(EXCERPTED RECORDS)

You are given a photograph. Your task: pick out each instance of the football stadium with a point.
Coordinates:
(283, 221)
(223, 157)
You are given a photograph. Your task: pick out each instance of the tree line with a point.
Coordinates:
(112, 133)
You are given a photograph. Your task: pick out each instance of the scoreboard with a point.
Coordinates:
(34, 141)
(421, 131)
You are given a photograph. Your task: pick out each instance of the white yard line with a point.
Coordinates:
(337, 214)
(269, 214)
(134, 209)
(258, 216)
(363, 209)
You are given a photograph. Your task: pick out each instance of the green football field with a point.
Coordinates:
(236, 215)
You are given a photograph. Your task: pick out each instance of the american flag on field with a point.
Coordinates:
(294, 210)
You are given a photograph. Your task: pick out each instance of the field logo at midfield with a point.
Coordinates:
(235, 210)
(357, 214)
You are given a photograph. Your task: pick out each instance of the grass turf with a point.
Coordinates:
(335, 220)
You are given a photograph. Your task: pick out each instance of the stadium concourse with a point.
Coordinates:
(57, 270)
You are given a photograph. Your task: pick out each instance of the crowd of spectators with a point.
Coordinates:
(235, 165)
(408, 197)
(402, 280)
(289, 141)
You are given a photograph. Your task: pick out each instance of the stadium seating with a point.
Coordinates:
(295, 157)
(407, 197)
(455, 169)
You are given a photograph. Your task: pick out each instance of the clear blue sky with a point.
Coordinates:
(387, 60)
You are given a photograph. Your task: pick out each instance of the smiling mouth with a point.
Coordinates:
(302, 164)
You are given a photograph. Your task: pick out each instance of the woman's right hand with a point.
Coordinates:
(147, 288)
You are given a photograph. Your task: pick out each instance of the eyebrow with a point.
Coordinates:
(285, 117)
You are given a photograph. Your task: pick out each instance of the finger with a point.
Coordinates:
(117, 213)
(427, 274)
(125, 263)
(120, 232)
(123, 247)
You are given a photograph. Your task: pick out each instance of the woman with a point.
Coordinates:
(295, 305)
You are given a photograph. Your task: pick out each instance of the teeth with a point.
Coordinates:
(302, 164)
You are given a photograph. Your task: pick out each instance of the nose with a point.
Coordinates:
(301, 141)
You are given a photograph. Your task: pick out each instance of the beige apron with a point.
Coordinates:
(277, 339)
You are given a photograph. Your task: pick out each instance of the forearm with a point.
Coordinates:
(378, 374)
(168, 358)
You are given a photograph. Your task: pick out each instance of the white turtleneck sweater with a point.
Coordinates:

(End EXCERPTED RECORDS)

» EXERCISE GOAL:
Exactly the lines from the line holding "forearm with a point." through the close of the listing above make up the answer; include nothing else.

» YOUR RESPONSE:
You are given a photograph. Your task: pick out each instance of the forearm with a point.
Coordinates:
(378, 374)
(168, 358)
You are given a photograph. Your task: pick out each instance of the white turtleneck sweater with a point.
Coordinates:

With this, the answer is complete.